-- Start of Source records --

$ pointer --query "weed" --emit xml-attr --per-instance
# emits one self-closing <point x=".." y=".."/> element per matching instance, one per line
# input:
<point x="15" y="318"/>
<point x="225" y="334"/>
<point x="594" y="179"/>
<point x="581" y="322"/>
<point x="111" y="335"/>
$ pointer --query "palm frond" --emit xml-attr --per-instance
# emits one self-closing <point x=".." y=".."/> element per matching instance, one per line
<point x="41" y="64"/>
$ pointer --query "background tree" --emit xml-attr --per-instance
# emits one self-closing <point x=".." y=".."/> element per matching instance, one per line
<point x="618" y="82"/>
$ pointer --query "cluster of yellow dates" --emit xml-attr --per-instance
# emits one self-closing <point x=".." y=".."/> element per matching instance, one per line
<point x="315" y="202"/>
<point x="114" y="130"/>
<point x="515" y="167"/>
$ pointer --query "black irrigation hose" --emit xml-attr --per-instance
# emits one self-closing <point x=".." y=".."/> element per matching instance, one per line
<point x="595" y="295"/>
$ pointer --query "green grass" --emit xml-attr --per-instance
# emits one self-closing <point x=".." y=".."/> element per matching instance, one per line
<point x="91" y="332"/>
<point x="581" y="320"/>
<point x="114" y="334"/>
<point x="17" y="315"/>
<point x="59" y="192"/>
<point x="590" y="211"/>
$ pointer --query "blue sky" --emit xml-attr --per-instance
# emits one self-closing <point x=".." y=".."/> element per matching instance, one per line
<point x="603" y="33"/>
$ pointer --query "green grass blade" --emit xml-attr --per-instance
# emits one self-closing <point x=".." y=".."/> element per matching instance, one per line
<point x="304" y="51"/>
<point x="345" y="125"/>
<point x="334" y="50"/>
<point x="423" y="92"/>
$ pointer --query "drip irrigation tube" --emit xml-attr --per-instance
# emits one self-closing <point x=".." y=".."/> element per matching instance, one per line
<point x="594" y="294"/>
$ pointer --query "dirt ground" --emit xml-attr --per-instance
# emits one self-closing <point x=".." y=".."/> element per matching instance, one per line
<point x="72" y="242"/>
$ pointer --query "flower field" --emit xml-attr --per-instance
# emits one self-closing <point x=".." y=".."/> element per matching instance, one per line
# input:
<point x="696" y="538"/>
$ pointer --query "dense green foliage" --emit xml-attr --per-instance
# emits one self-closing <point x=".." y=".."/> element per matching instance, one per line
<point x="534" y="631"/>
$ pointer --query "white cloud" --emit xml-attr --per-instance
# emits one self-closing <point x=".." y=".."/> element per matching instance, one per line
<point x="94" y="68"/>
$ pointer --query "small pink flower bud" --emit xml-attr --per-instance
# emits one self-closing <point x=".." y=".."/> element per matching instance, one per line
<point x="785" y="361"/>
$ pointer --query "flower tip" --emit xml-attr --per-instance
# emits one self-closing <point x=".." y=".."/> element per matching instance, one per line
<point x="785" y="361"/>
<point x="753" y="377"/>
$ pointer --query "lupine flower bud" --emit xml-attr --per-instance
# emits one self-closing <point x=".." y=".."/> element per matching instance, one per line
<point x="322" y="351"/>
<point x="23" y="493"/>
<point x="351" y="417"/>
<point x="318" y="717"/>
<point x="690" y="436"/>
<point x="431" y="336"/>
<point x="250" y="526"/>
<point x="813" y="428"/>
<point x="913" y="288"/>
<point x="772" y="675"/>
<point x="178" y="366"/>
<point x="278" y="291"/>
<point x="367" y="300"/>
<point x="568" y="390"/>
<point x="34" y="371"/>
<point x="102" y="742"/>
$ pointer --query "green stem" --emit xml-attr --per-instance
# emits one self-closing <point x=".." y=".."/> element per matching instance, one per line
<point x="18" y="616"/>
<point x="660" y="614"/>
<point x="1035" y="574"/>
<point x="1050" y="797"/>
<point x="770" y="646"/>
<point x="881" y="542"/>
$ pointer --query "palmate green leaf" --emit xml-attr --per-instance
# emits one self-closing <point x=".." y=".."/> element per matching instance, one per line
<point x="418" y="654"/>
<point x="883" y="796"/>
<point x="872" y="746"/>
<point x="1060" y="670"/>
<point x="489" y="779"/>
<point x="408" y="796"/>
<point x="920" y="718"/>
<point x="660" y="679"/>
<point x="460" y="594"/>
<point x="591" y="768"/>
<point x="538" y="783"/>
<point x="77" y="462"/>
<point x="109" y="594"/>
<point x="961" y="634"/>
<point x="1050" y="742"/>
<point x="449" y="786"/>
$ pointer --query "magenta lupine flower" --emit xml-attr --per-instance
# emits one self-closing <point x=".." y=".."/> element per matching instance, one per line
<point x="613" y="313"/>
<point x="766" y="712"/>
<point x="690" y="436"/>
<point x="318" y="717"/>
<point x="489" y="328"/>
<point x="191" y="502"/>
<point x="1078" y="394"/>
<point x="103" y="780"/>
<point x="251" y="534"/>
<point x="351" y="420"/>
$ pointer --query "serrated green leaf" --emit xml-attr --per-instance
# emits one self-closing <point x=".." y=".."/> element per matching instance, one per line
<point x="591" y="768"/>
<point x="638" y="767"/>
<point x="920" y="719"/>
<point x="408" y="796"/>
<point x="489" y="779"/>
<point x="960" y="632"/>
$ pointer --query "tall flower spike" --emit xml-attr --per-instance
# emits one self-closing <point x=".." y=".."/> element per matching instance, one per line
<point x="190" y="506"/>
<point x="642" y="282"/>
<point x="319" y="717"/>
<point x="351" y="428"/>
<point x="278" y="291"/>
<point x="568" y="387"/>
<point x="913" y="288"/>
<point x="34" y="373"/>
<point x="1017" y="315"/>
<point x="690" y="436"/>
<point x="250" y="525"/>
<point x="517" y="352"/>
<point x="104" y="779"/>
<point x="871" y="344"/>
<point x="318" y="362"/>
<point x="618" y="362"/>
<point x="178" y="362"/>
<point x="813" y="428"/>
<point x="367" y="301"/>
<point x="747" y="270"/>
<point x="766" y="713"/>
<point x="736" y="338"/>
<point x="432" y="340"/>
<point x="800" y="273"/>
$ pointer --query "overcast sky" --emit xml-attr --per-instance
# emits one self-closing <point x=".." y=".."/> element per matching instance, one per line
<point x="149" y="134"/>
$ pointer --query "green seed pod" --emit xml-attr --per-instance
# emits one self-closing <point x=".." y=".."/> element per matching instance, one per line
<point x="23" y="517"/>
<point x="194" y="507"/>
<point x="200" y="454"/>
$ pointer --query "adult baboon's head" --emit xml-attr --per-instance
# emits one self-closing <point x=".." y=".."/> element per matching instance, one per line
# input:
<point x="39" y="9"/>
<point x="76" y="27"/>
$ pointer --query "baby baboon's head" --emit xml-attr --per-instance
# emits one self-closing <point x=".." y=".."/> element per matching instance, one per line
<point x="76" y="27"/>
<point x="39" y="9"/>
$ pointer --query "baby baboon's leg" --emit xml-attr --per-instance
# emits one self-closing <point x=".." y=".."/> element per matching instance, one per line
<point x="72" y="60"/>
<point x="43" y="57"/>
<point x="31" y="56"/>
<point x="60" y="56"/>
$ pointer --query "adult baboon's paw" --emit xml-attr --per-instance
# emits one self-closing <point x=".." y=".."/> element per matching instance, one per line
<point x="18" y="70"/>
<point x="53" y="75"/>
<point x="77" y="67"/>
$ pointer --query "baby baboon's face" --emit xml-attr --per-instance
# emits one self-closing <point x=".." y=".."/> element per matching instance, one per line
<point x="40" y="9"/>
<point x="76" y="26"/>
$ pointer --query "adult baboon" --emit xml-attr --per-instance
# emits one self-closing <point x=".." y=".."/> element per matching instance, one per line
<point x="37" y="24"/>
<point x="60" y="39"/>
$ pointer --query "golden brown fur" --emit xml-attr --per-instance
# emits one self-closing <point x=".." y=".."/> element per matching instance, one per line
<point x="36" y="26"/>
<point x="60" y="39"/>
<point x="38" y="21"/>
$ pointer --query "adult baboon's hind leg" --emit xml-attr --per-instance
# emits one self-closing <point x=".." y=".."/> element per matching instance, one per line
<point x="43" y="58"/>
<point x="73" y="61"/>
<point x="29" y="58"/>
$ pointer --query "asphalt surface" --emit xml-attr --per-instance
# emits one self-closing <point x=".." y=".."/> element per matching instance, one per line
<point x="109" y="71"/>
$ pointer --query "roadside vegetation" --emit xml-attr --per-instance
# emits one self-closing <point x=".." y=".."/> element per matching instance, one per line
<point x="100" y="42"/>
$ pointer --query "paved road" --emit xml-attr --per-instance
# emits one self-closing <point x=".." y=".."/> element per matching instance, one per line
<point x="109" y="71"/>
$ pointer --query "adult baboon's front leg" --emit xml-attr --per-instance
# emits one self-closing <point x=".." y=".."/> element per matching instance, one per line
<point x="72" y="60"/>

-- End of Source records --

# [Problem to solve]
Show every line of the entries above that contains the string "adult", treating case as significant.

# [Completed exercise]
$ pointer --query "adult baboon's head" --emit xml-attr --per-instance
$ pointer --query "adult baboon's paw" --emit xml-attr --per-instance
$ pointer --query "adult baboon" --emit xml-attr --per-instance
$ pointer --query "adult baboon's hind leg" --emit xml-attr --per-instance
$ pointer --query "adult baboon's front leg" --emit xml-attr --per-instance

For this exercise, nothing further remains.